### Material
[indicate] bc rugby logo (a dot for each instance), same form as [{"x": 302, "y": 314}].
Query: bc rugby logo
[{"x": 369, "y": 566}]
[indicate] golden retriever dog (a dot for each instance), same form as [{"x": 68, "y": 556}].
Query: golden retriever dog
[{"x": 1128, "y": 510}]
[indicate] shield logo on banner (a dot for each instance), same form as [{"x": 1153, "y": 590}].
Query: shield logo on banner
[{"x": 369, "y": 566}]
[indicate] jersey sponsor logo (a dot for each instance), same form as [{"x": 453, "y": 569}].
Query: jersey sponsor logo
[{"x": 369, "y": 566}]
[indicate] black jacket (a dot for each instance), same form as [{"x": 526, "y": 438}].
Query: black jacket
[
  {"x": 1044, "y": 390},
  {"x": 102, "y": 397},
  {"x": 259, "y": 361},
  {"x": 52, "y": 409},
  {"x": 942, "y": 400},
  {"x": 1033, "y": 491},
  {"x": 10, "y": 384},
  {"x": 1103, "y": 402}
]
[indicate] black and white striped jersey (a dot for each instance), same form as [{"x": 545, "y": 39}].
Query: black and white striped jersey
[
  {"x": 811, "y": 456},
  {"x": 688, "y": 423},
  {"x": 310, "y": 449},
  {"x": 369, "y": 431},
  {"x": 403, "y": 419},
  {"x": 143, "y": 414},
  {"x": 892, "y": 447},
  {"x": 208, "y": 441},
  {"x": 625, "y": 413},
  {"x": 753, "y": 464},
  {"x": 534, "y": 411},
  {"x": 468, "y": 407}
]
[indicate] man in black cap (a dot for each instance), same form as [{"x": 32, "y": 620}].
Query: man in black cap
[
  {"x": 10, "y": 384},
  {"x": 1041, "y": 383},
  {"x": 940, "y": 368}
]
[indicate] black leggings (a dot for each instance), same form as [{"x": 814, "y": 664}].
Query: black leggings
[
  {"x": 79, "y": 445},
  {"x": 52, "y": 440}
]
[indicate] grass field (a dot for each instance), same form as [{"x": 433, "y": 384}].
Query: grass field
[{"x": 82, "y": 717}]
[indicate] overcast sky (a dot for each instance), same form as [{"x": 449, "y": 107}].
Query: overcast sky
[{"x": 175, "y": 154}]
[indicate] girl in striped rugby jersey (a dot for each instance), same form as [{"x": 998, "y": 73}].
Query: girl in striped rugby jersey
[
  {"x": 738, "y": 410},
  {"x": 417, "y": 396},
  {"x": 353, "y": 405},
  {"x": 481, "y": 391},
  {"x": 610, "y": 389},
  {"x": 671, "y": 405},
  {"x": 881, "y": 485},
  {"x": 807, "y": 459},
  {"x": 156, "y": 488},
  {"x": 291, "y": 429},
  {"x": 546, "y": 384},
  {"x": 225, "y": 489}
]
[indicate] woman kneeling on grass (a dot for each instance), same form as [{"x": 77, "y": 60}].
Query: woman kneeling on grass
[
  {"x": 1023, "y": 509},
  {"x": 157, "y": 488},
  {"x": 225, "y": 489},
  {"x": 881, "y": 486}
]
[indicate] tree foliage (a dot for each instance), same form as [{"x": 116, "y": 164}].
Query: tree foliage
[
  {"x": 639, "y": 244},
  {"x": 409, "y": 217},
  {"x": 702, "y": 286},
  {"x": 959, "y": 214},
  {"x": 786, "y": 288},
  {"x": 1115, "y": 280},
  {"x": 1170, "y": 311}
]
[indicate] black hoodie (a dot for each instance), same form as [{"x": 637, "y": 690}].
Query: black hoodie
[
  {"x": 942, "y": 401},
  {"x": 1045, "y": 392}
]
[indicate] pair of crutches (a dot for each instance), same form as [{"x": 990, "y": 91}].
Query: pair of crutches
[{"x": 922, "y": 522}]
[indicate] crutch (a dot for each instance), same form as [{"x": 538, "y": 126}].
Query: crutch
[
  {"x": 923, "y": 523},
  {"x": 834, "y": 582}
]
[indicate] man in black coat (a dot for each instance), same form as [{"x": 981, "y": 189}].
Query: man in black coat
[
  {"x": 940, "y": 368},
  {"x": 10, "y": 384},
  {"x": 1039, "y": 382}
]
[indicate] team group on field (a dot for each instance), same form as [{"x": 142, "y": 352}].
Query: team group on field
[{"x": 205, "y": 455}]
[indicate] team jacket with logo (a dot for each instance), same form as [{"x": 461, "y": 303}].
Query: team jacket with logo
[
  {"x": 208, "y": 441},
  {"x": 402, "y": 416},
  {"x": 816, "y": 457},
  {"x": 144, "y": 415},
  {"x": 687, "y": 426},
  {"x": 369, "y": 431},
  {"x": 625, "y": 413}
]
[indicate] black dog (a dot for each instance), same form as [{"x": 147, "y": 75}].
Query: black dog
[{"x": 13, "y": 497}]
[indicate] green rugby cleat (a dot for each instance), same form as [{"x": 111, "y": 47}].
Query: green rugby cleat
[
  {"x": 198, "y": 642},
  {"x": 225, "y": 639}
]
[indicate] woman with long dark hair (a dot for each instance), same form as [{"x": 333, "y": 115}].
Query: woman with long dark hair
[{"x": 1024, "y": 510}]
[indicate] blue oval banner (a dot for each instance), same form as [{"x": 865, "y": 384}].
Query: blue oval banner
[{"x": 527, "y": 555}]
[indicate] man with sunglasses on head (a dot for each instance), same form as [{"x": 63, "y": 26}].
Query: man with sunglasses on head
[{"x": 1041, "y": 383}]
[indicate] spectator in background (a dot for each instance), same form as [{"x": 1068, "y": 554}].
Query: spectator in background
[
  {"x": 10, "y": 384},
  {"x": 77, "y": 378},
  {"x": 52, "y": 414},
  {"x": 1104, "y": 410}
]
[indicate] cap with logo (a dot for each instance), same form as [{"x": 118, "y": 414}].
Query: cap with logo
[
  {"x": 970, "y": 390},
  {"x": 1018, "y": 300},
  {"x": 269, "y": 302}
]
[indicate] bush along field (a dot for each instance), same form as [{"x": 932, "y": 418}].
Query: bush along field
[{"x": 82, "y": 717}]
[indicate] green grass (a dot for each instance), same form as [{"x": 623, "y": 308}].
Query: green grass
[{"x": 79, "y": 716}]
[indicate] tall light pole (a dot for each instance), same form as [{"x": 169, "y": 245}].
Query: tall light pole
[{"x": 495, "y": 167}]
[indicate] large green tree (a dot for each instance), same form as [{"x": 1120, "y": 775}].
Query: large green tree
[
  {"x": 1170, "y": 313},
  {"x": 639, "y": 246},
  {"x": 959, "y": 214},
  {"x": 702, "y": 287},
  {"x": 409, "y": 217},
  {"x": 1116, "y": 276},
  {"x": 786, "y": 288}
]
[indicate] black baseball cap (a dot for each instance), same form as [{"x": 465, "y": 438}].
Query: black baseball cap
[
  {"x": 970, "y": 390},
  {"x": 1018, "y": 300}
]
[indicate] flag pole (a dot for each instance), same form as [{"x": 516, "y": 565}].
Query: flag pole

### Given problem
Reproduce the lines of the entries above exactly, but only from the line containing "[indicate] woman with" through the final line.

### Written response
[indicate] woman with long dark hair (a dot for each instance), same form as [{"x": 333, "y": 115}].
Query: woman with long dark hair
[{"x": 1024, "y": 510}]
[indicate] blue oval banner (a dot for each instance), same form as [{"x": 865, "y": 384}].
Query: blue oval banner
[{"x": 527, "y": 555}]
[indicate] man with sunglasses on head (a dot for each instance), same form as [{"x": 63, "y": 26}].
Query: man with sunglasses on head
[{"x": 1041, "y": 383}]
[indicate] spectator in background (a dot for each instance), same form as [{"x": 1068, "y": 554}].
Query: spectator in background
[
  {"x": 10, "y": 384},
  {"x": 77, "y": 378},
  {"x": 52, "y": 414},
  {"x": 1104, "y": 410}
]
[indicate] cap with logo (a dot for each instance), same form as [{"x": 118, "y": 414}].
Query: cap with logo
[
  {"x": 970, "y": 390},
  {"x": 1018, "y": 300},
  {"x": 269, "y": 302}
]
[indicate] bush along field (a dot for each instance), same form as [{"x": 932, "y": 418}].
Query: bush along field
[{"x": 82, "y": 717}]
[indicate] green grass (a dot for each instance), same form as [{"x": 623, "y": 308}].
Query: green grass
[{"x": 79, "y": 716}]
[indicate] tall light pole (a dot for each instance), same form as [{"x": 169, "y": 245}].
Query: tall light pole
[{"x": 495, "y": 167}]
[indicate] large green tree (a dot for each instance), same form as [{"x": 1120, "y": 775}].
Query: large green tree
[
  {"x": 1170, "y": 313},
  {"x": 639, "y": 246},
  {"x": 959, "y": 214},
  {"x": 702, "y": 287},
  {"x": 409, "y": 217},
  {"x": 1116, "y": 276},
  {"x": 786, "y": 288}
]
[indicate] black baseball cap (a dot for each instance), same form as [{"x": 465, "y": 438}].
Query: black baseball cap
[
  {"x": 970, "y": 390},
  {"x": 1018, "y": 300}
]
[indicate] flag pole (a dot for each instance), same form as [{"x": 516, "y": 565}].
Query: flag pole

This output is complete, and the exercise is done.